Objective
Lay out every line of the entries below as a Markdown table with two columns, Number and Line, numbering the rows and leaving out any blank lines.

Given information
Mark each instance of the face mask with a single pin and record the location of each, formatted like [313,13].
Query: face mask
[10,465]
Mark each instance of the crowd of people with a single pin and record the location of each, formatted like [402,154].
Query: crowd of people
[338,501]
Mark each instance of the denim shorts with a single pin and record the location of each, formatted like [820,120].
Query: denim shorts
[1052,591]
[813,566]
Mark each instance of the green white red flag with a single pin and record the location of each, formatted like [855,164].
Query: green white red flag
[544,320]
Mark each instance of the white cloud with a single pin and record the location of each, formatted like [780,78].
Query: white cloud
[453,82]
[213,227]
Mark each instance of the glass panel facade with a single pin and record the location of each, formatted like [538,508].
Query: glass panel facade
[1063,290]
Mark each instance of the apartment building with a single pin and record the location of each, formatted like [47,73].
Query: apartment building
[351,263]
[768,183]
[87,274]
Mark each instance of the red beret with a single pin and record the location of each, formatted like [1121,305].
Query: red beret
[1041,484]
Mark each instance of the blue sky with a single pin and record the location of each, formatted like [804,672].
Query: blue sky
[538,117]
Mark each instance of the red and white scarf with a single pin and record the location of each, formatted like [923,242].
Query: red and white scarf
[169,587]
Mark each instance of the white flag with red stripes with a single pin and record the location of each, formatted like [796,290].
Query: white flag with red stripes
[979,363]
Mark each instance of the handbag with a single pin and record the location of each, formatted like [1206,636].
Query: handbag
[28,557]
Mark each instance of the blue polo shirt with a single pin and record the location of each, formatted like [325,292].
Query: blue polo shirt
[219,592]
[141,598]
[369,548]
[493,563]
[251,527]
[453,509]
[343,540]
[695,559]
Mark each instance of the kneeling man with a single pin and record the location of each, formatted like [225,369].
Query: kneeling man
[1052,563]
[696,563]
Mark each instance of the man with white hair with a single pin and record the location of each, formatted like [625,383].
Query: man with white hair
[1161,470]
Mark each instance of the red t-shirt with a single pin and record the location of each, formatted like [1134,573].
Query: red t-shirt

Correct result
| Number | Line |
|---|---|
| 1 | Mark each instance of the face mask with a single pin and record the location of each, formatted like [313,13]. |
| 2 | Query: face mask |
| 3 | [10,465] |
| 4 | Mark each instance of the crowd of people with a single pin and record the location of each, formatted like [402,154]. |
| 5 | Query: crowd of people |
| 6 | [338,501] |
| 7 | Mark each instance of the denim shorts with a single pin and record the location of each, formatted like [820,120]. |
| 8 | Query: denim shorts |
| 9 | [1052,591] |
| 10 | [813,566] |
| 11 | Mark each instance of the green white red flag with a single pin and record the location of each, formatted like [855,164]. |
| 12 | Query: green white red flag |
| 13 | [544,320] |
| 14 | Mark each instance of the white cloud with a single pin and record the location of each, formatted like [780,78]. |
| 15 | Query: white cloud |
| 16 | [453,82] |
| 17 | [213,227] |
| 18 | Mark each instance of the glass panel facade with a single pin and record the location of each, formatted like [538,508]. |
| 19 | Query: glass panel facade |
| 20 | [1063,290] |
| 21 | Mark each instance of the apartment building with a single pin and record the location of each, formatted like [47,73]. |
| 22 | Query: apartment building |
| 23 | [351,263] |
| 24 | [768,183] |
| 25 | [87,274] |
| 26 | Mark each instance of the red beret with a single pin and record the location of each, formatted like [1121,305]. |
| 27 | Query: red beret |
| 28 | [1041,484] |
| 29 | Mark each instance of the blue sky with a single pin and record the location of each, formatted like [804,672]. |
| 30 | Query: blue sky |
| 31 | [538,117] |
| 32 | Mark each instance of the red and white scarf with a single pin and record the location of each, formatted like [923,242]. |
| 33 | Query: red and white scarf |
| 34 | [169,587] |
| 35 | Mark each instance of the white flag with red stripes with a single pin and record the location of each, formatted like [796,290]. |
| 36 | Query: white flag with red stripes |
| 37 | [979,363] |
| 38 | Mark each instance of the handbag with a single pin and record the location of each, formatted like [1206,636]. |
| 39 | Query: handbag |
| 40 | [28,557] |
| 41 | Mark each instance of the blue polo shirt with a single pin and record the location of each, formatted like [325,292]. |
| 42 | Query: blue polo shirt |
| 43 | [219,592] |
| 44 | [141,598] |
| 45 | [369,548] |
| 46 | [493,563] |
| 47 | [251,527] |
| 48 | [453,509] |
| 49 | [343,540] |
| 50 | [695,559] |
| 51 | Mark each instance of the kneeling man with a single pin and record the location of each, formatted like [225,369]. |
| 52 | Query: kneeling man |
| 53 | [1052,563] |
| 54 | [696,563] |
| 55 | Mark each instance of the man with white hair with a single pin and record the location of each, formatted like [625,383]. |
| 56 | Query: man with white hair |
| 57 | [1161,470] |
| 58 | Mark each instance of the red t-shirt with a single pin and record the location of each, formatted like [1134,573]. |
| 59 | Query: red t-shirt |